## Instruction
Rewrite all of the records below line by line, requests included, shifting each coordinate in the answers by adding 116 to it. Leave the numbers in the requests and their format samples as they are.

## Given records
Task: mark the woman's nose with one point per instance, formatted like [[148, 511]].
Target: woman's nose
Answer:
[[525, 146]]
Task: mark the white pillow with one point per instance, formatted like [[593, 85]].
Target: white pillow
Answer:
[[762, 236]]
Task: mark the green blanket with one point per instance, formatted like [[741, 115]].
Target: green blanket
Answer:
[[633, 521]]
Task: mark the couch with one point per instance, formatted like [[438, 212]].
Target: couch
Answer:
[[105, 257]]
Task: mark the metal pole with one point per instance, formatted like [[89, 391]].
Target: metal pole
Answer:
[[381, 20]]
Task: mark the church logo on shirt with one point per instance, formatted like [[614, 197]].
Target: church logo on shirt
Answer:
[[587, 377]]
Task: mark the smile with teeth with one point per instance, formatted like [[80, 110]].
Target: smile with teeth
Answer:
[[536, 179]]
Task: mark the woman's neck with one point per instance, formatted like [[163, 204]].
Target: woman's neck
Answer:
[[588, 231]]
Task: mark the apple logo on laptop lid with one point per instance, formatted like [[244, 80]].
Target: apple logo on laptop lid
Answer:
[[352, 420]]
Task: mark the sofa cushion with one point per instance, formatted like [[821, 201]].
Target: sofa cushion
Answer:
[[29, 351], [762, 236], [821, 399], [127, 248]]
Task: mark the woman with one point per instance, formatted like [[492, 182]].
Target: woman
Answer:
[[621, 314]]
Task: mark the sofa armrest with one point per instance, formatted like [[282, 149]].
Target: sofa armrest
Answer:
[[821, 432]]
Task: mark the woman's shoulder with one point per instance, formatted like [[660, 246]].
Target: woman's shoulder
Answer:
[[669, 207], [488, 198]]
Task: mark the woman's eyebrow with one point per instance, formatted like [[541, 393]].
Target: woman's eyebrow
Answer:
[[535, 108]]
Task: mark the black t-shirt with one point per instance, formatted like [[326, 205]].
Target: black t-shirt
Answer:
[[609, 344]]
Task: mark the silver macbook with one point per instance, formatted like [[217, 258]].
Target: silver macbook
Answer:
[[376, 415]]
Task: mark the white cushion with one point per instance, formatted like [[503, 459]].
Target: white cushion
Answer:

## Correct output
Task: mark the woman's nose with one point per instance, formatted like [[148, 511]].
Target: woman's nose
Answer:
[[641, 262]]
Task: mark the white pillow with one point per instance, formatted like [[593, 85]].
Target: white pillow
Answer:
[[878, 352]]
Task: mark the green blanket with one point per instance, formatted like [[741, 115]].
Target: green blanket
Answer:
[[749, 637]]
Task: mark the couch with one point per instance, formatted like [[438, 212]].
Target: couch
Answer:
[[221, 373]]
Task: mark the metal pole with one point per instance, formatted like [[89, 391]].
Target: metal pole
Answer:
[[497, 136]]
Task: mark the church logo on shirt with one point per instance, formatted like [[614, 197]].
Target: church logo on shirt
Answer:
[[703, 493]]
Task: mark the smile with teeth with one point per instance, formatted like [[80, 110]].
Target: smile with teeth
Answer:
[[652, 295]]
Task: mark the woman's neck with one point per instance, formatted like [[163, 204]].
Target: woman's neck
Answer:
[[704, 347]]
Task: mark the apple logo on laptop lid with one point per instance, formatted like [[244, 80]].
Target: apple logo on laptop lid
Answer:
[[468, 536]]
Task: mark the sofa cushion with one point per instance, formatted like [[821, 201]].
Target: sofa cushion
Answer:
[[145, 467], [878, 352], [937, 515], [243, 364]]
Task: mark the woman with one point per instance, formatted like [[492, 182]].
Target: woman
Answer:
[[737, 430]]
Task: mark the sofa armrest with one point per instance, formatted like [[282, 149]].
Target: sofa armrest
Answer:
[[937, 548]]
Task: mark the woman's shoulder with one point per instance, formatted like [[660, 246]].
Target: woman's shoulder
Answer:
[[785, 323], [604, 314]]
Task: mark the woman's eyebrow with one point per instance, formatted like [[541, 393]].
Target: woman's eyebrow
Answer:
[[651, 224]]
Task: mark the black t-shirt with one point per instance, formatted like [[326, 205]].
Target: black t-shirt
Answer:
[[725, 460]]
Task: mark the silver macbook with one point per instance, formatted like [[217, 258]].
Target: silver macbook
Answer:
[[492, 531]]
Task: mark the white cushion with one point per instance, formatted like [[503, 459]].
Target: white cushion
Answer:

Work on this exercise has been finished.